[Task description] From the makeup haul thread below, copy word for word the passage from "- blush + eye" to "more liquidlast liner!".

[Document segment]
# finally went to the pro store for a few things [with PICS]



## resin (Sep 16, 2008)

it drives me insane when i go see a haul post and it doesn't have pictures haha






- blush + eye shadow palette
- humid pro palette refill [can't believe i never owned this in all of my 8 years wearing mac]
- copperplate pro palette refill [my MA recommended these to me since i have barely any neutral colors]
- blanc type pro palette refill [MA recommendation too!]
- lashes in #7 and #20 [i've wanted to try these in so long]
- duo lash glue [it's dark toned in color, waterproof, and smaller container (cheaper than the reg duo glue)]
- mineralize satinfinish SPF 15 foundation in NC30

it's a good thing i live 2 blocks from the pro store here in vancouver because i forgot to get more liquidlast liner! 
















*added september 18 / 08*
my good friend from texas sent me these items yesterday!





- blush palette
- devil blush (i had a small depotting accident)
- pink swoom (pro palette refill)





- take a hint tendertone <3

*added september 20 / 08*
i finally received my package from my friend that was at my parents house for a month.





mac cosmetics phosphor lip gelee (gift from my friend) 
i had a CP for pleasantry mineralized blush + sea and sky mineralized e/s

*added september 21 / 08*




i forgot to buy these the other day so i went back yesterday. 

- mineralized natural skinfinish 'light medium'
- harmony blush (pro palette refill)
- coco bar liquidlast liner


----------



## embabe89 (Sep 16, 2008)

Quote:

   Originally Posted by *resin* 

 
_it drives me insane when i go see a haul post and it doesn't have pictures haha_

 
i know what you mean!  it's so much more fun to look at the pictures 
	

	
	
		
		

		
		
	


	




  nice haul btw


----------



## nunu (Sep 16, 2008)

[Data segment]
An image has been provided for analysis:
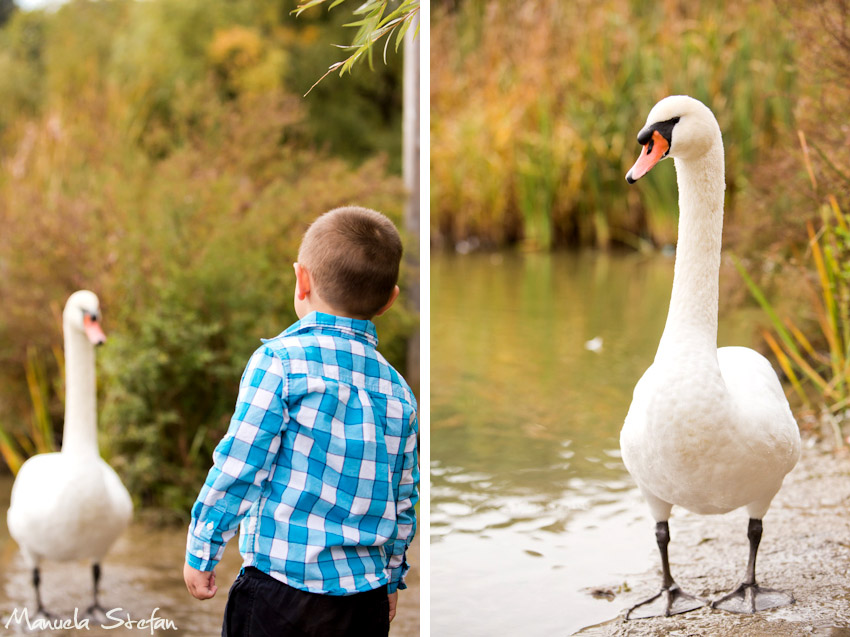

[Result of this exercise]
- blush + eye shadow palette
- humid pro palette refill [can't believe i never owned this in all of my 8 years wearing mac]
- copperplate pro palette refill [my MA recommended these to me since i have barely any neutral colors]
- blanc type pro palette refill [MA recommendation too!]
- lashes in #7 and #20 [i've wanted to try these in so long]
- duo lash glue [it's dark toned in color, waterproof, and smaller container (cheaper than the reg duo glue)]
- mineralize satinfinish SPF 15 foundation in NC30

it's a good thing i live 2 blocks from the pro store here in vancouver because i forgot to get more liquidlast liner!